* **WHAT YOU WILL DO**:
Write out exactly the lines running from the one that contains "find the man in" through the end of the material.

[START OF DATA PROVIDED]

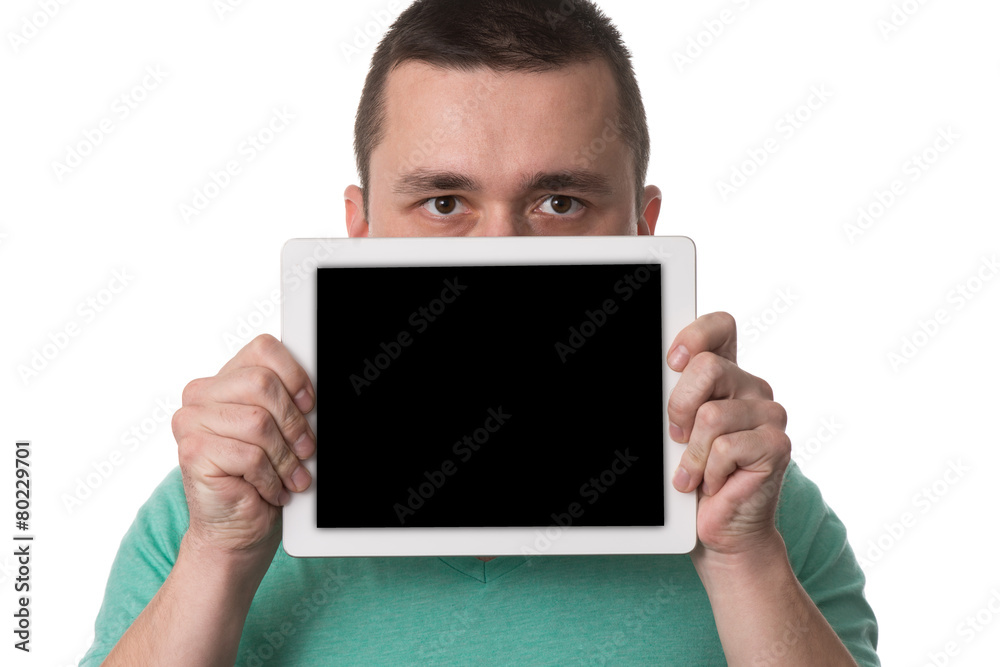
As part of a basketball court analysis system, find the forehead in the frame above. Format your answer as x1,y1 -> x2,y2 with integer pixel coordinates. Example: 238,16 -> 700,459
371,59 -> 625,185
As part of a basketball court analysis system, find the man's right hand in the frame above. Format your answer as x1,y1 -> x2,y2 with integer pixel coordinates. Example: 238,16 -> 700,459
172,334 -> 316,567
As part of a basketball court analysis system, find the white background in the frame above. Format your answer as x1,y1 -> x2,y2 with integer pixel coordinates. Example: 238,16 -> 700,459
0,0 -> 1000,665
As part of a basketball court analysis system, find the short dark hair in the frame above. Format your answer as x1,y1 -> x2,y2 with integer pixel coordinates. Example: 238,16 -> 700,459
354,0 -> 649,219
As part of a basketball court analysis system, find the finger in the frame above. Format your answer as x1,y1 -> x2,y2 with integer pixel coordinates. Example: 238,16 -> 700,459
667,352 -> 774,442
696,403 -> 790,496
182,366 -> 316,459
674,399 -> 787,493
178,428 -> 291,507
219,334 -> 316,414
667,312 -> 736,372
181,403 -> 310,491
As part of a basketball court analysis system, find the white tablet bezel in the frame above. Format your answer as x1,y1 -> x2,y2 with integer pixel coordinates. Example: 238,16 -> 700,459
281,236 -> 697,557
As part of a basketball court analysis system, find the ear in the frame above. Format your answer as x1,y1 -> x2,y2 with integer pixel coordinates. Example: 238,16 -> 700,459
638,185 -> 663,236
344,185 -> 369,239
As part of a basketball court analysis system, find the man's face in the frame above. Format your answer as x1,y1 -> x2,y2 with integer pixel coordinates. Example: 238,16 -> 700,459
344,60 -> 660,237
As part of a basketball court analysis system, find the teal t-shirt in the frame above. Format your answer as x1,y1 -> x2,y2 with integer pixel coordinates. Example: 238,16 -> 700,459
80,462 -> 879,667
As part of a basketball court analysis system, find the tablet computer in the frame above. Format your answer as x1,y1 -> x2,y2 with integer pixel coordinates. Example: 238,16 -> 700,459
281,236 -> 696,557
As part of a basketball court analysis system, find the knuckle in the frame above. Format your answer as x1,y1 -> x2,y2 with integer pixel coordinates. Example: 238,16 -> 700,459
247,366 -> 277,399
770,401 -> 788,430
715,310 -> 736,333
691,352 -> 725,391
757,378 -> 774,401
246,405 -> 272,436
667,391 -> 685,423
244,447 -> 271,478
181,378 -> 205,405
695,401 -> 726,433
712,433 -> 736,459
177,434 -> 205,469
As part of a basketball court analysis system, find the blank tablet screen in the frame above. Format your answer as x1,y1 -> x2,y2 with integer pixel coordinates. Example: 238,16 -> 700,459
316,264 -> 664,528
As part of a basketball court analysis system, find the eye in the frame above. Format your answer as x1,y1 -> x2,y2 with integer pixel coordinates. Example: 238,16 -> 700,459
421,195 -> 462,217
539,195 -> 584,217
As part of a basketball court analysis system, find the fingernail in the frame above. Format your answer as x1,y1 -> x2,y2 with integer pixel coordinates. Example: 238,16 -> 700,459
292,431 -> 312,459
667,345 -> 691,371
670,422 -> 684,442
292,465 -> 310,491
293,389 -> 312,413
674,466 -> 691,492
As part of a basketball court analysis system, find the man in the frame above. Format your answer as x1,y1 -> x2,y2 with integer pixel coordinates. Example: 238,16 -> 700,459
88,0 -> 878,666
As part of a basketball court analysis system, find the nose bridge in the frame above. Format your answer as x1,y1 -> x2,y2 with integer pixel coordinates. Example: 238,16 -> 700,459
475,200 -> 530,236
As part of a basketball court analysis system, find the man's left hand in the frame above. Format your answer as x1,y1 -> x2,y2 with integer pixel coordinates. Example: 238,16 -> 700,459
667,312 -> 791,555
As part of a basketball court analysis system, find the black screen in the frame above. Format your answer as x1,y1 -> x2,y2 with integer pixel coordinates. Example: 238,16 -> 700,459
316,264 -> 664,528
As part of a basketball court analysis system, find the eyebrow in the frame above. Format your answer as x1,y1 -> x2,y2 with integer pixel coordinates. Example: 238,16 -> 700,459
392,169 -> 614,196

[END OF DATA PROVIDED]

* **ANSWER TO THE TASK**:
As part of a basketball court analysis system, find the man in the frame above. Format your answer as x1,y1 -> x2,y2 with integer pixel coordinates. Example: 238,16 -> 700,459
88,0 -> 878,666
As part of a basketball court analysis system, find the nose bridge in the frame above. Format your answer as x1,y1 -> x2,y2 with integer pixel coordinates. Example: 238,16 -> 700,459
475,200 -> 530,236
As part of a basketball court analysis system, find the man's left hand in the frame above. Format your answer as x1,y1 -> x2,y2 with integer pixel coordinates. Example: 238,16 -> 700,459
667,312 -> 791,555
As part of a basketball court analysis system, find the black screen in the frame above. Format your answer as x1,y1 -> x2,y2 with integer pixel coordinates. Example: 238,16 -> 700,459
316,264 -> 664,528
As part of a basketball court analysis system, find the eyebrow in the frame above. Format your answer as x1,y1 -> x2,y2 with integer pixel coordinates. Example: 238,16 -> 700,459
392,169 -> 614,196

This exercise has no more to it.